• WHAT THE TASK ASKS
Rewrite the records below, replacing "biggest circle" with "largest circle" wherever it occurs and keeping everything else unchanged. Please leave the pictures out of your version.

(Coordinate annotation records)
-- Begin --
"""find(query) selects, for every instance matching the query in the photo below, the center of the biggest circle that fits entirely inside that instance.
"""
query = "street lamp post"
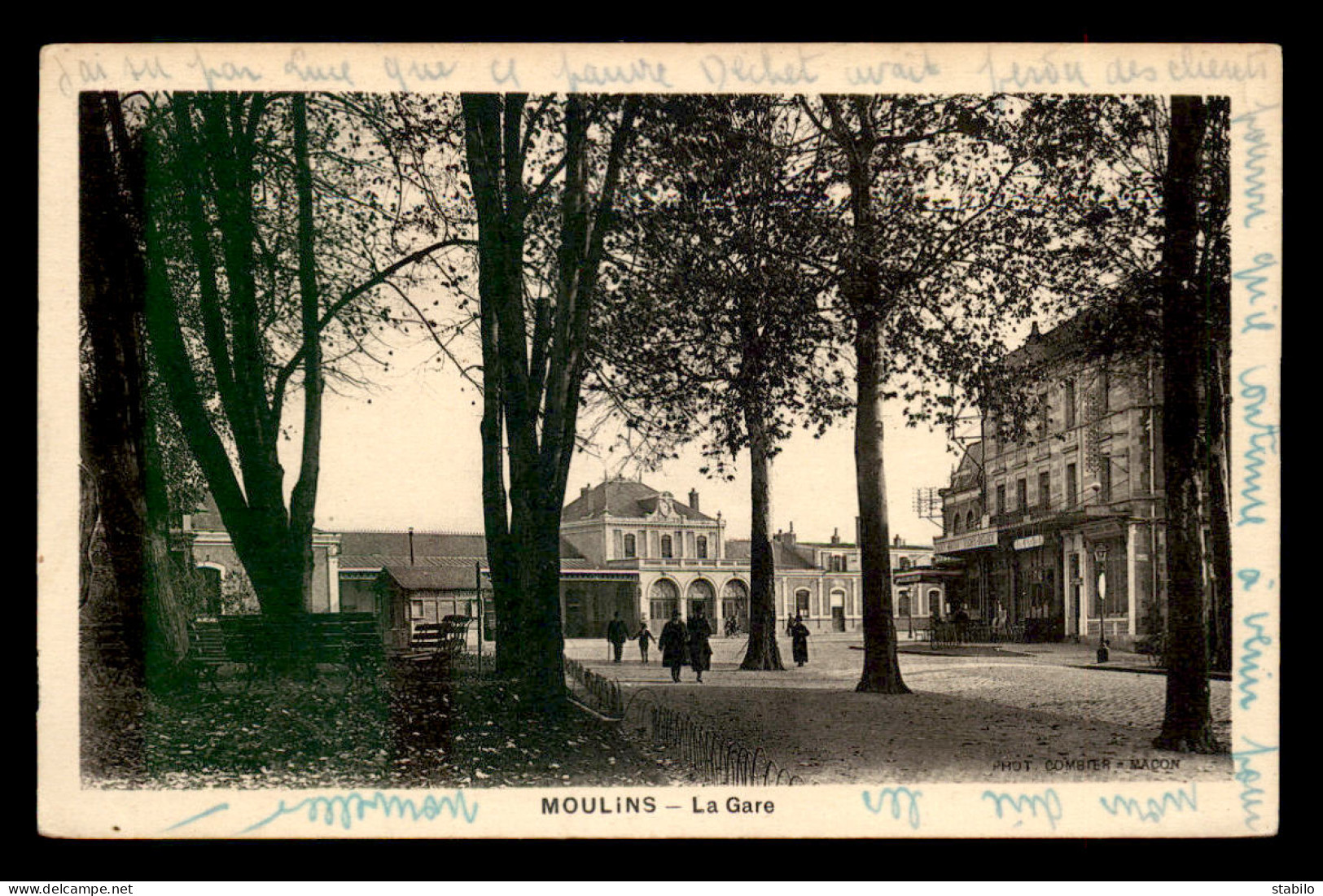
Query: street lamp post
(1100, 558)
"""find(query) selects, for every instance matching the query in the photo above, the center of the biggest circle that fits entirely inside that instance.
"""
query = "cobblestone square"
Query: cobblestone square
(1032, 713)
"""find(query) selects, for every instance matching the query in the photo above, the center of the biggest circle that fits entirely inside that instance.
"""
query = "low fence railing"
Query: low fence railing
(716, 756)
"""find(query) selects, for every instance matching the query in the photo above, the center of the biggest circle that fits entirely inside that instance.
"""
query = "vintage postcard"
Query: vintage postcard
(659, 440)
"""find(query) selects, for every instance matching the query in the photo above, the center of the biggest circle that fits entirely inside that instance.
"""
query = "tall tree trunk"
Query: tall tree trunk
(762, 650)
(882, 661)
(1187, 723)
(864, 294)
-- End --
• TASK RESULT
"""find(query) selects, for every instance matching the query in the photo below, the center of the largest circle that fits entirely inside that instance.
"""
query = "street lamp post"
Query: street lamp post
(1100, 558)
"""find(query) selects, for every instance matching the query in the photo above, the center of the largest circle that fits entirely inside that instance.
"""
query = "cobblestone square"
Query: cobblestone square
(1032, 713)
"""find(query) selects, for every instance matching the query in the photo above, the center of the largest circle that fits entirely inside that instance.
"""
query = "low fence railing"
Query: low fence railing
(716, 756)
"""find(query) selects, for every instance matching the query in the photo above, the center of the largest circle that fits entirely inside that instance.
"""
query = "vintage postcard"
Query: vintage postcard
(659, 440)
"""find(query) selects, for every instance matching the query in the photo above, the center of the largest circle that fits entirely inside that instance.
"""
query = "tall tree trunk"
Query: tall tree trunk
(762, 650)
(882, 661)
(1187, 723)
(864, 294)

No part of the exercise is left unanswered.